--- START SELECTION ---

Dave has been playwright in residence at the Stratford Festival,
Massachusetts' Barrington Stage Company and, in the fall of 2007,
Dave will be at the Shaw Festival, where he will be completing work
on a play about the last hours of Danish playwright and martyr Kaj
Munk.
Dave
was born and raised in Peterborough, Ontario, and currently lives
in Toronto.
Dave
Carley was born in Peterborough, Ontario, Canada in 1955, the son of Margaret
and Bob Carley. He grew up in that city, attending Queen Alexandra public
school and Adam Scott Collegiate, before going to the University of Toronto
(University College). He graduated from U of T with a General B.A., having
studied mostly History, Geography, Political Science and English - ironically,
just about everything but drama. On the strength of a surprisingly noble
LSAT score, Dave trundled off to Law School at Queens University in Kingston,
Ontario.
While at
Queens, Dave began a life-long involvement with civil libertarian and
human rights concerns via Amnesty International. In the early 1980s he
would live for a period in New Zealand and, while there, he worked for
that country's national office of Amnesty International, travelling the
country starting up AI chapters. He is also a longtime member of the Canadian
Civil Liberties Union.

--- END SELECTION ---
--- START EXERCISE DATA ---

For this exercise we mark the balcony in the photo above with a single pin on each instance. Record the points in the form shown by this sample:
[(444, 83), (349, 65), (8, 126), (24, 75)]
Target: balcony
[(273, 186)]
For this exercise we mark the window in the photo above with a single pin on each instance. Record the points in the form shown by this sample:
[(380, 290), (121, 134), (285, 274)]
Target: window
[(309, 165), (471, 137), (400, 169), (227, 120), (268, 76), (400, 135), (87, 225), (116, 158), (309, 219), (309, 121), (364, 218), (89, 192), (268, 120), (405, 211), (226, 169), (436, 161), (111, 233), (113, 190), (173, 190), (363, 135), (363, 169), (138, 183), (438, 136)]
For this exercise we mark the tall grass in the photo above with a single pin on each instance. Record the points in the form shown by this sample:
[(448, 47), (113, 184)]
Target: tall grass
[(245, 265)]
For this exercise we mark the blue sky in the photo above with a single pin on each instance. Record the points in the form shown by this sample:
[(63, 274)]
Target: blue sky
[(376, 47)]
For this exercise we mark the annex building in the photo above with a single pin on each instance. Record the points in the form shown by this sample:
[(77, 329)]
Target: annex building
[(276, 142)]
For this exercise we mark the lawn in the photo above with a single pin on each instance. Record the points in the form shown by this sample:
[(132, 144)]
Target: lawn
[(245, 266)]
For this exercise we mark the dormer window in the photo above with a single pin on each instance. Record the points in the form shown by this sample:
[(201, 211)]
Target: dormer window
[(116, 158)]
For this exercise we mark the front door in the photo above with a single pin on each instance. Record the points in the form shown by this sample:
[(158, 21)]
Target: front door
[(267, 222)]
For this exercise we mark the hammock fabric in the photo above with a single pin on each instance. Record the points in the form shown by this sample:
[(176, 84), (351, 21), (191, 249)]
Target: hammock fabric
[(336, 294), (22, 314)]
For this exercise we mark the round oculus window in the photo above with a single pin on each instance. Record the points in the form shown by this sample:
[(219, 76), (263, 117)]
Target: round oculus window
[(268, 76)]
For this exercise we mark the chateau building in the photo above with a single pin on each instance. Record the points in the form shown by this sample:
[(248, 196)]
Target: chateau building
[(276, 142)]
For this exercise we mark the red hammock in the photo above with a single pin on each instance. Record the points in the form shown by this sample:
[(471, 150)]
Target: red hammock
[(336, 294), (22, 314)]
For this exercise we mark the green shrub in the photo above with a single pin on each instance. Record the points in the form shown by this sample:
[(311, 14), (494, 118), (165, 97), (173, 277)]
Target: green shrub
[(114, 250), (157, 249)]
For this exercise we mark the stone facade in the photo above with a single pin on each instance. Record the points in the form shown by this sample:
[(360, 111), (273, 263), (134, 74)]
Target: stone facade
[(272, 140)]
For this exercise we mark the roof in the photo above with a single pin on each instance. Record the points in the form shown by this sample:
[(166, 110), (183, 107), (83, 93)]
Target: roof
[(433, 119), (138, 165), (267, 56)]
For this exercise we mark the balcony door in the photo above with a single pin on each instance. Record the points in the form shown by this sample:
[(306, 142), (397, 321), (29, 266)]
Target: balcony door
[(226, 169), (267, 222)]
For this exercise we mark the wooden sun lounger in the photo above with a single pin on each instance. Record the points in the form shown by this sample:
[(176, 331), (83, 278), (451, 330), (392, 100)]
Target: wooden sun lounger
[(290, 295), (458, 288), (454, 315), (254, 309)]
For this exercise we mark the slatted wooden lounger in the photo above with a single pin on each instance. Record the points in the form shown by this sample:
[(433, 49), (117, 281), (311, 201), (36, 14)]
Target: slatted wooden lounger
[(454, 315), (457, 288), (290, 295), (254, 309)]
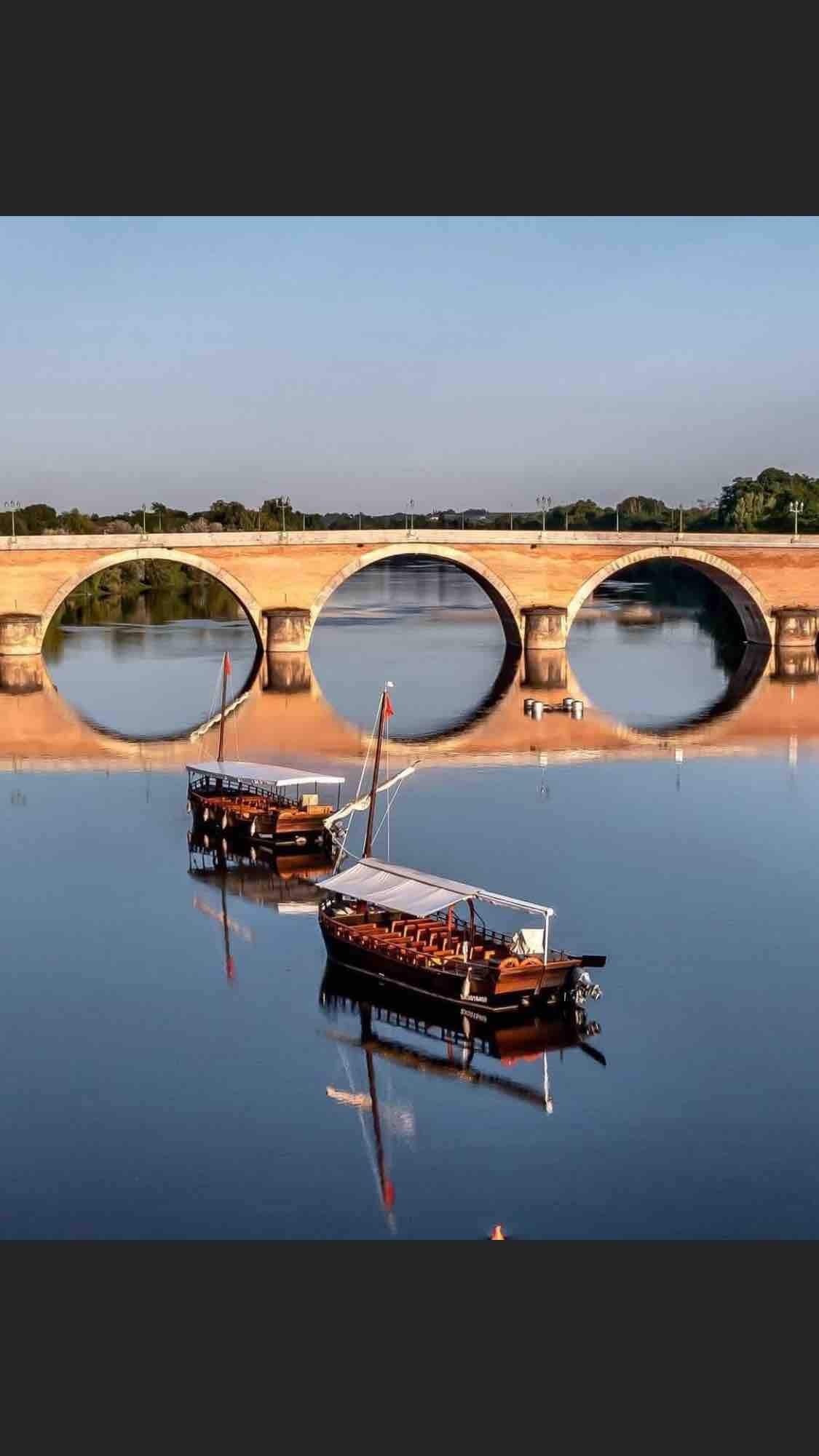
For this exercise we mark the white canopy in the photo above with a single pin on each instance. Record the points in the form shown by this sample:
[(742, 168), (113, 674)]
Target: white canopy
[(270, 773), (394, 887)]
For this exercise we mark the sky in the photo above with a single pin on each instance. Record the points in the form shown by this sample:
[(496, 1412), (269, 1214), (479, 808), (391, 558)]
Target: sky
[(353, 363)]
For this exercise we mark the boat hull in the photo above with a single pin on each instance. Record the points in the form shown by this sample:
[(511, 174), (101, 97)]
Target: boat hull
[(467, 987), (260, 822)]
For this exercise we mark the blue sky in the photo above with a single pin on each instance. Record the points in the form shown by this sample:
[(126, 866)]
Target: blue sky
[(357, 362)]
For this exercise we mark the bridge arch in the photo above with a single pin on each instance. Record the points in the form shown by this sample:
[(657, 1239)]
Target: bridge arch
[(496, 590), (238, 589), (751, 606)]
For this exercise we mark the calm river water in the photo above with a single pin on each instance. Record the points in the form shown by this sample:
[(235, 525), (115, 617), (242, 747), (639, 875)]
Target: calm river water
[(158, 1082)]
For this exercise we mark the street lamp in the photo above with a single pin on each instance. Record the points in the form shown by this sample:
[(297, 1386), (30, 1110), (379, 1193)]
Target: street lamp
[(12, 507), (796, 509)]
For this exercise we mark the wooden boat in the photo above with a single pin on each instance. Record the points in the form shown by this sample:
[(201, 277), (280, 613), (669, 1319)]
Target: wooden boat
[(398, 925), (258, 800)]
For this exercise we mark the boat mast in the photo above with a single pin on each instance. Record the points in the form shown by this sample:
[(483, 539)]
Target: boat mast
[(376, 766), (225, 670)]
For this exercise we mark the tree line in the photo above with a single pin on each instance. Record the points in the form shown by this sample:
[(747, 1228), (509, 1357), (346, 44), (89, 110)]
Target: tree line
[(748, 504)]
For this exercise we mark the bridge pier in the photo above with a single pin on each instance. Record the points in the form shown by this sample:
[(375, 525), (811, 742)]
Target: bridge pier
[(544, 628), (286, 629), (286, 673), (20, 634), (548, 670), (21, 675), (796, 626)]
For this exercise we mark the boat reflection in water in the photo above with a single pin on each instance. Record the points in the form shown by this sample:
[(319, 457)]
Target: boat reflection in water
[(456, 1037), (283, 883)]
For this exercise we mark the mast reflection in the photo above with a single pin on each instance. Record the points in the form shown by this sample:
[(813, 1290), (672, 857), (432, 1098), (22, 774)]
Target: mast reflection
[(461, 1037)]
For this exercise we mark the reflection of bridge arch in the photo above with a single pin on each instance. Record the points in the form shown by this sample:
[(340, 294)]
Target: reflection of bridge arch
[(751, 608), (758, 709), (496, 590), (207, 568), (743, 682)]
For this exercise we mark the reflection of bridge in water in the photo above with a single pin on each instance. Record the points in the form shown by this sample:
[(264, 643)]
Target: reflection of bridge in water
[(769, 704)]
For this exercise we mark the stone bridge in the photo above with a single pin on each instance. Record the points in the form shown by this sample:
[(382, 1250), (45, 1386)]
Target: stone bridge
[(769, 705), (537, 581)]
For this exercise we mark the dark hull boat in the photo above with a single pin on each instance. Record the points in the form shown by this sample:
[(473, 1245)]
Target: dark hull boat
[(458, 961), (398, 925), (509, 1040)]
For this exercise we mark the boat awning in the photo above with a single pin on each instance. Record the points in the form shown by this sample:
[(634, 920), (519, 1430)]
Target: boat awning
[(394, 887), (270, 773)]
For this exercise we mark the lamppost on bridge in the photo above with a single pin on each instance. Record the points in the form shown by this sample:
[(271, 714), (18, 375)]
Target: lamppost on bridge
[(12, 507)]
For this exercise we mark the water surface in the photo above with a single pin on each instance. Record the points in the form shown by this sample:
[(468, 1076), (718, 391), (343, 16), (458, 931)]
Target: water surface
[(151, 1086)]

--- END EXERCISE DATA ---

**TASK REQUIREMENTS**
(1) Transcribe the Dave Carley biography in full, word for word.
(2) Format the listing, from its first line through the line containing "183), (438, 136)]", both ends included, as a numbered list with blank lines omitted. Give only those lines.

**SOLUTIONS IN ORDER**
(1)
Dave has been playwright in residence at the Stratford Festival,
Massachusetts' Barrington Stage Company and, in the fall of 2007,
Dave will be at the Shaw Festival, where he will be completing work
on a play about the last hours of Danish playwright and martyr Kaj
Munk.
Dave
was born and raised in Peterborough, Ontario, and currently lives
in Toronto.
Dave
Carley was born in Peterborough, Ontario, Canada in 1955, the son of Margaret
and Bob Carley. He grew up in that city, attending Queen Alexandra public
school and Adam Scott Collegiate, before going to the University of Toronto
(University College). He graduated from U of T with a General B.A., having
studied mostly History, Geography, Political Science and English - ironically,
just about everything but drama. On the strength of a surprisingly noble
LSAT score, Dave trundled off to Law School at Queens University in Kingston,
Ontario.
While at
Queens, Dave began a life-long involvement with civil libertarian and
human rights concerns via Amnesty International. In the early 1980s he
would live for a period in New Zealand and, while there, he worked for
that country's national office of Amnesty International, travelling the
country starting up AI chapters. He is also a longtime member of the Canadian
Civil Liberties Union.

(2)
1. For this exercise we mark the balcony in the photo above with a single pin on each instance. Record the points in the form shown by this sample:
2. [(444, 83), (349, 65), (8, 126), (24, 75)]
3. Target: balcony
4. [(273, 186)]
5. For this exercise we mark the window in the photo above with a single pin on each instance. Record the points in the form shown by this sample:
6. [(380, 290), (121, 134), (285, 274)]
7. Target: window
8. [(309, 165), (471, 137), (400, 169), (227, 120), (268, 76), (400, 135), (87, 225), (116, 158), (309, 219), (309, 121), (364, 218), (89, 192), (268, 120), (405, 211), (226, 169), (436, 161), (111, 233), (113, 190), (173, 190), (363, 135), (363, 169), (138, 183), (438, 136)]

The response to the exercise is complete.